**Required task**
Please copy out the listing from the line containing "mountain peak --all-instances" through the line containing "Provide the mask of every instance of the snow-capped", putting "ice-covered" wherever "snow-capped" appears and leaving everything else unchanged.

********

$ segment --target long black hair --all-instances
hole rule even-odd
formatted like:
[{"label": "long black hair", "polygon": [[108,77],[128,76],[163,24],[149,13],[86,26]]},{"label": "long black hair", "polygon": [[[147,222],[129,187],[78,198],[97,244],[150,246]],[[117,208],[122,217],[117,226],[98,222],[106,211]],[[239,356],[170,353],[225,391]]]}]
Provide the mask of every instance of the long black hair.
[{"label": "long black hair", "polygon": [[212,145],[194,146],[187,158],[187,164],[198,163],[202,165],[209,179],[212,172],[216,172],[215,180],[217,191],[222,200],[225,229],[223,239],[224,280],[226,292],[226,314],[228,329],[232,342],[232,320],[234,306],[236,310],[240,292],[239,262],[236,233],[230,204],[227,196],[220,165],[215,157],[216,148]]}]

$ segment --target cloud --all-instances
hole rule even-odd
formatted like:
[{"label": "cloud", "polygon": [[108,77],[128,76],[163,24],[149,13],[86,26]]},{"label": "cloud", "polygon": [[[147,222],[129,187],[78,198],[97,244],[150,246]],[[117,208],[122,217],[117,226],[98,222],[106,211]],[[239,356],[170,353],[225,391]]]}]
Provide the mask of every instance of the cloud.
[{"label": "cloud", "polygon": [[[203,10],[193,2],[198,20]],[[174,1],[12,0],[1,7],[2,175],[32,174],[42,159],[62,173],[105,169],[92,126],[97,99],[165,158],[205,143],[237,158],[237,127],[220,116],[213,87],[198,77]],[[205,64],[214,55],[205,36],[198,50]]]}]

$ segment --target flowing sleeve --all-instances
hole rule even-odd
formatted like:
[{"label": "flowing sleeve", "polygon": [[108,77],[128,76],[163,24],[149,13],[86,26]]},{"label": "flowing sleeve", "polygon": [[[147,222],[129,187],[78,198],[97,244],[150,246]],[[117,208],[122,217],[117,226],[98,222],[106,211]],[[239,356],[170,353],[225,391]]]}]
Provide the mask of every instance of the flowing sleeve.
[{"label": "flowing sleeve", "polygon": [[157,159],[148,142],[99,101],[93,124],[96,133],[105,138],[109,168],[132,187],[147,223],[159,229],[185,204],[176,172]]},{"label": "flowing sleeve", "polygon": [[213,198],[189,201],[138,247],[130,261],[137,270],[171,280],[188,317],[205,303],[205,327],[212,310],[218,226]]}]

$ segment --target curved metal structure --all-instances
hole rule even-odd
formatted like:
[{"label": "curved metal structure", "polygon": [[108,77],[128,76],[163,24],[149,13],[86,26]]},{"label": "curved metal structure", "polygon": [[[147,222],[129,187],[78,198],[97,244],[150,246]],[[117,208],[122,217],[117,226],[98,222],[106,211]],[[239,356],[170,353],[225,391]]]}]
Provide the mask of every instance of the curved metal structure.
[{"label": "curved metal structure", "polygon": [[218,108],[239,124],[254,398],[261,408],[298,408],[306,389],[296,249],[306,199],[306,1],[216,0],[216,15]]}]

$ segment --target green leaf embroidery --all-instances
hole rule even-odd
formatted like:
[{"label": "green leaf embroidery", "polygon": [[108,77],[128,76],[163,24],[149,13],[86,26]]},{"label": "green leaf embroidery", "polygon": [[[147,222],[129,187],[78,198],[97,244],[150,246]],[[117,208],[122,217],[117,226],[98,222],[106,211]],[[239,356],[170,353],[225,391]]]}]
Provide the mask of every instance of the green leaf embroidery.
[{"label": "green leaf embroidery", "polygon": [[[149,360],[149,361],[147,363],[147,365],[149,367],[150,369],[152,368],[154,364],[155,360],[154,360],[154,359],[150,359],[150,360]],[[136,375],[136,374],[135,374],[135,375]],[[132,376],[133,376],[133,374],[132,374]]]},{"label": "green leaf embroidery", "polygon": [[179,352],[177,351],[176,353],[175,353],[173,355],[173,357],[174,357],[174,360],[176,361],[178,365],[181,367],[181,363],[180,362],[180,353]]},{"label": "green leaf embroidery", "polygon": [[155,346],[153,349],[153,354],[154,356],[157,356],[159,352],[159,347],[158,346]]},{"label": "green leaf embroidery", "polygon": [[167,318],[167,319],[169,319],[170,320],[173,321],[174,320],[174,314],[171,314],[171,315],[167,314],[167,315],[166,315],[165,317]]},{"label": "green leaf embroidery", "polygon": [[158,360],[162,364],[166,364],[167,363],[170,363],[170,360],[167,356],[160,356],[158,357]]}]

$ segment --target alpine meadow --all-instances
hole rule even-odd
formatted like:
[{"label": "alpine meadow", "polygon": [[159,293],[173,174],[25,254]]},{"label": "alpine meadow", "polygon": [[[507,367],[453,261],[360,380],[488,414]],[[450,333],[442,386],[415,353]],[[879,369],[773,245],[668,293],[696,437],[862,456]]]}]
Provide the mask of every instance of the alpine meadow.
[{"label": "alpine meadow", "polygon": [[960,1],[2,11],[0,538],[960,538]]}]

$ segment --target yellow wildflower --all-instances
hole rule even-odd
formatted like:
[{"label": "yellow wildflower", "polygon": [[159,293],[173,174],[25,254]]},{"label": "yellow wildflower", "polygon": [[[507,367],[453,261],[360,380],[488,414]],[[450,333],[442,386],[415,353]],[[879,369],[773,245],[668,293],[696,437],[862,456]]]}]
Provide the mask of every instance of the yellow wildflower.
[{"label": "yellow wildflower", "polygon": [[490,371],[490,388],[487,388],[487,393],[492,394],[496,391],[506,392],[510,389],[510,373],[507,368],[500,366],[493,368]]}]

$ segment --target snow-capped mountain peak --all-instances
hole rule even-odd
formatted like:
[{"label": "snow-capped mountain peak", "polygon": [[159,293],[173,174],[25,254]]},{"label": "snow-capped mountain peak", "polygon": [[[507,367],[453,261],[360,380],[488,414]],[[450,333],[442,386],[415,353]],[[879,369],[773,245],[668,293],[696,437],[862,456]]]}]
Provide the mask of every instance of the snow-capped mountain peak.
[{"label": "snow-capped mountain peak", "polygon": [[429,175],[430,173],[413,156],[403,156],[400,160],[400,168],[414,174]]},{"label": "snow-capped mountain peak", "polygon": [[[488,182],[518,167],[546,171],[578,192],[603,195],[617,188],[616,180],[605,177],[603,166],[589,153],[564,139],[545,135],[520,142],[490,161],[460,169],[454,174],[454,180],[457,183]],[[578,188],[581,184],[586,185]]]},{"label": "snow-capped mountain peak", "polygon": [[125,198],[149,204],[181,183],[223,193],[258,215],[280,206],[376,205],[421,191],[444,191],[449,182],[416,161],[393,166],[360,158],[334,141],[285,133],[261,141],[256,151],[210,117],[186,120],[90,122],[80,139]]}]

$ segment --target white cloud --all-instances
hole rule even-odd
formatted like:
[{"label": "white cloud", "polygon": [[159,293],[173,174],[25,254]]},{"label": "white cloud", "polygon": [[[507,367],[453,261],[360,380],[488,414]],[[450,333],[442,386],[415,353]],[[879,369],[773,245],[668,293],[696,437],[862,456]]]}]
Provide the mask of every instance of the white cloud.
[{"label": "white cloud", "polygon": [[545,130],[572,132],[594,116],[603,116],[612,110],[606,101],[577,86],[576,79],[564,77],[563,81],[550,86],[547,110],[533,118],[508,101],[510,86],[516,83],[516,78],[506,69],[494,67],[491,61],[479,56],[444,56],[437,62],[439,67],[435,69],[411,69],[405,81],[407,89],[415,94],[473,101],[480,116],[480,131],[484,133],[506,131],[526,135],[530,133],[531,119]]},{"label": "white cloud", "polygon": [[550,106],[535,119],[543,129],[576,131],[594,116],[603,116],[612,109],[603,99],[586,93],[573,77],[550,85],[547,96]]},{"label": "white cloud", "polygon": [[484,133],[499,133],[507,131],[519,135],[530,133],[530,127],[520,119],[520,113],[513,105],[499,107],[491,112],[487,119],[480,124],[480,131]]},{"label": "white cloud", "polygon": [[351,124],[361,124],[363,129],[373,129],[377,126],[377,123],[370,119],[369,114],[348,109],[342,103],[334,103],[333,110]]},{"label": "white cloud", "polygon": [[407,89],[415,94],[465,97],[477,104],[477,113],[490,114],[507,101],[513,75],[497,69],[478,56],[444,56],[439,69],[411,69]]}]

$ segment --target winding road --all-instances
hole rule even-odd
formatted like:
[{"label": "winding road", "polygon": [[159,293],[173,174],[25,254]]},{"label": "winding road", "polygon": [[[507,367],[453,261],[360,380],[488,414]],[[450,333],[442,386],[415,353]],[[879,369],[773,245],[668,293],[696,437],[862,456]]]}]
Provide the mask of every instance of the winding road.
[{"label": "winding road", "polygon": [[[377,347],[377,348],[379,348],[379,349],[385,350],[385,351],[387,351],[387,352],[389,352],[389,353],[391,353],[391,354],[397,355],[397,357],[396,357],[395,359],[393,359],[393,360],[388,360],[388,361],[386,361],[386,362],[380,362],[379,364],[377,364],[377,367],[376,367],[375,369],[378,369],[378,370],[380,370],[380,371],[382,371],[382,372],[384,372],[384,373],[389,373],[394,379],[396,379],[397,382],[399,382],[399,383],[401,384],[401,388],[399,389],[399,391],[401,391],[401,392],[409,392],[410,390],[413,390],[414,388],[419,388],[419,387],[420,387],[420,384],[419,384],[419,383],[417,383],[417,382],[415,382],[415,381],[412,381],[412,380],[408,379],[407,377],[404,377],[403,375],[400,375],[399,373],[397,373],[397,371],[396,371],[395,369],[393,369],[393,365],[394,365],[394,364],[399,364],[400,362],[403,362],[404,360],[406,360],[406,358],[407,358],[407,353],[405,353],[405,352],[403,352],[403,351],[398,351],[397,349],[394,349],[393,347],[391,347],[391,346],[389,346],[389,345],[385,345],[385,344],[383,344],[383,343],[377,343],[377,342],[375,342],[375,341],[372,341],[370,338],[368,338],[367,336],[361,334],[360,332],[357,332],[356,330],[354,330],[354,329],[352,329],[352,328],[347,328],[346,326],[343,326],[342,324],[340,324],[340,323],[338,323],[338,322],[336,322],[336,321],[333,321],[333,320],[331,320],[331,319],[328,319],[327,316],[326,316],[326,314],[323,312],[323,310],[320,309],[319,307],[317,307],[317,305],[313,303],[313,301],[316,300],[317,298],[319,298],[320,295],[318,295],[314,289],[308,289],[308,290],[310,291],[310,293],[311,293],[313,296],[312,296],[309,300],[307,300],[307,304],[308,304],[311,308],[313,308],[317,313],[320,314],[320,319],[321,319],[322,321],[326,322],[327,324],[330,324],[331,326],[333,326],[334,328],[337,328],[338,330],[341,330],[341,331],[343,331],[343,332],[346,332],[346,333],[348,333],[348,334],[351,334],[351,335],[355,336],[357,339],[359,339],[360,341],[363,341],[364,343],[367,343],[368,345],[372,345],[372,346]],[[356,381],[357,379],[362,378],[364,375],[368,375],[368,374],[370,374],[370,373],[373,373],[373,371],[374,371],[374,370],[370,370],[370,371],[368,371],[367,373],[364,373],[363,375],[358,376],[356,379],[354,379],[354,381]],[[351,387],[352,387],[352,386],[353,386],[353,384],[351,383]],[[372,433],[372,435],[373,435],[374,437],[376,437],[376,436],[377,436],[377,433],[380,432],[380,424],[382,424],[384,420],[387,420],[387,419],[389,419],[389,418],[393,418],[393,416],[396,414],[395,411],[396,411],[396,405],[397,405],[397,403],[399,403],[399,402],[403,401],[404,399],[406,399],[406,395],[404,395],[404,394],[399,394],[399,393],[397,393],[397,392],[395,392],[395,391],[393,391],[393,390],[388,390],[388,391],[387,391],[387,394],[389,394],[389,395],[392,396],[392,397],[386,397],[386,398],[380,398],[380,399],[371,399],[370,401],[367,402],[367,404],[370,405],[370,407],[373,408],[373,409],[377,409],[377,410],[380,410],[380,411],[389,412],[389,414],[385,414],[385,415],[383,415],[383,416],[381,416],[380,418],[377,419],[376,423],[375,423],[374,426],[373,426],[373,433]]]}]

********

**Full response**
$ segment --target ice-covered mountain peak --all-instances
hole rule even-odd
formatted like:
[{"label": "ice-covered mountain peak", "polygon": [[159,293],[173,174],[25,254]]},{"label": "ice-covered mountain peak", "polygon": [[[507,367],[453,261],[360,380],[488,414]],[[450,333],[442,386],[415,353]],[[879,369],[773,245],[668,293],[696,437],[862,456]]]}]
Provide the mask of every instance of the ice-covered mountain peak.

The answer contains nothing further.